- _Document text_:
Compute difference in mean weights

If we repeat 1-2 many times we get the sampling distribution when $H_0$ is true, the so called null distribution, of difference in mean weights.

## All 24 body weights in a vector
x <- c(xHF, xN)
## Mean difference
(dobs <- mean(x[1:12]) - mean(x[13:24]))

## [1] 2.2

## Permute once
(y <- sample(x))

##  [1] 23 30 25 24 32 25 24 37 23 27 26 36 25 30 26 18 23 31 24 21 26 29 39 22

##Compute mean difference
mean(y[1:12]) - mean(y[13:24])

## [1] 1.5

dnull.perm <- replicate(n = 100000, {
  y <- sample(x)
  ##Mean difference
  mean(y[1:12]) - mean(y[13:24])
})
ggplot(data.frame(d=dnull.perm), aes(x=d)) +
  geom_histogram(bins=25, color="white") +
  theme_bw() +
  geom_vline(xintercept=dobs, color="red")

##Alternatively plot using hist
## hist(dnull.perm)

Compute p-value

What is the probability to get an at least as extreme mean difference as our observed value, $d_{obs}$, if $H_0$ was true?

## Compute the p-value
sum(dnull.perm>dobs)/length(dnull.perm)

## [1] 0.1499

mean(dnull.perm>dobs)

## [1] 0.1499

$P(X_2 - X_1 d_{obs} | H_0) = $ 0.169

Conclusion?

Exercises: Hypothesis tests, resampling

Exercise 3.1 You believe that the proportion of Swedish students allergic to pollen is greater than 0.3 (the proportion allergic to pollen in Sweden). To test this you observe 20 people in a student group at BMC in Uppsala, 9 or them are allergic to pollen. Is this reason to believe that the proportion of Swedish students allergic to pollen i greater than 0.3?

Can you identify any problems with this study setup?

Exercise 3.2 A diet study aims to study how the hemoglobin (Hb) levels in blood are affected by an iron-rich diet consisting of tofu, soybeans, broccoli, lentils and peas. To perform the study the dietician has recruited 40 male participants, who are randomly assigned to the iron-rich diet or control group (no change in participants diet), 20 participant in each group.

- _Data excerpt_:
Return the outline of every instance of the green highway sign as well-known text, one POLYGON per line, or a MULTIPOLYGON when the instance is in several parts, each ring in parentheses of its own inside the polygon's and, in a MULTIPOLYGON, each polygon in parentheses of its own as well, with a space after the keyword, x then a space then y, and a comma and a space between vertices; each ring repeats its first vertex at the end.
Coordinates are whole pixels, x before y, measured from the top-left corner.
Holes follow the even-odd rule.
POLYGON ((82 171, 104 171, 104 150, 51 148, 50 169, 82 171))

- _Exercise requirements_:
1. Render this sentence from the permutation-test excerpt into German: "You believe that the proportion of Swedish students allergic to pollen is greater than 0.3 (the proportion allergic to pollen in Sweden)."
2. Answer these from the permutation-test excerpt:
(a) How many permutations does the replicate call generate?
(b) In what color is the vertical line marking the observed mean difference drawn?
(c) How many male participants did the dietician recruit?
3. Resume the permutation-test excerpt after its final sentence.

- _The results_:
1. Sie glauben, dass der Anteil schwedischer Studierender, die gegen Pollen allergisch sind, größer als 0,3 ist (der Anteil der Pollenallergiker in Schweden).

2.
(a) 100,000
(b) Red
(c) 40

3.
The observed Hb levels (in g/L);

ctrl <- c(197, 186, 157, 170, 193, 188, 175, 186, 177, 191, 168, 193, 191, 189, 188, 192, 179, 186, 197, 203)
iron <- c(187, 218, 196, 210, 206, 178, 181, 193, 172, 202, 169, 221, 183, 222, 185, 174, 192, 192, 162, 211)

Perform a hypothesis test to investigate if the Hb level is affected (increased or decreased) by the iron-rich diet.

3.2 Parametric tests

In previous chapters we have computed the sampling distribution using resampling techniques to be able to perform hypothesis tests or compute interval estimates. If the null distribution was already known (or could be computed based on a few assumptions) resampling would not be necessary.

We can follow the same steps as before to perform a hypothesis test:

Define $H_0$ and $H_1$
Select appropriate test statistic, $T$, and compute the observed value, $t_{obs}$
Assume that the $H_0$ and derive the null distribution of the test statistic based on appropriate assumptions.
Select an appropriate significance level, $\alpha$
Compare the observed value, $t_{obs}$, with the null distribution and compute a p-value. The p-value is the probability of observing a value at least as extreme as the observed value, if $H_0$ is true.
Based on the p-value either accept or reject $H_0$.

3.2.1 One sample, proportions

Example 3.3 Let’s get back to the pollen example!

Assume that the proportion of pollen allergy in Sweden is known to be $0.3$. Observe 100 people from Uppsala, 42 of these were allergic to pollen. Is there a reason to believe that the proportion of pollen allergic in Uppsala $\pi > 0.3$?

The number of allergic individuals in a sample of size $n$ is $X$ and the proportion of allergic persons is $P = X/n$. $X$ is binomially distributed, but here we can use the Central limit theorem, see 1.1.

Theorem 3.1 The sum of $n$ independent and equally distributed random variables is normally distributed, if $n$ is large enough.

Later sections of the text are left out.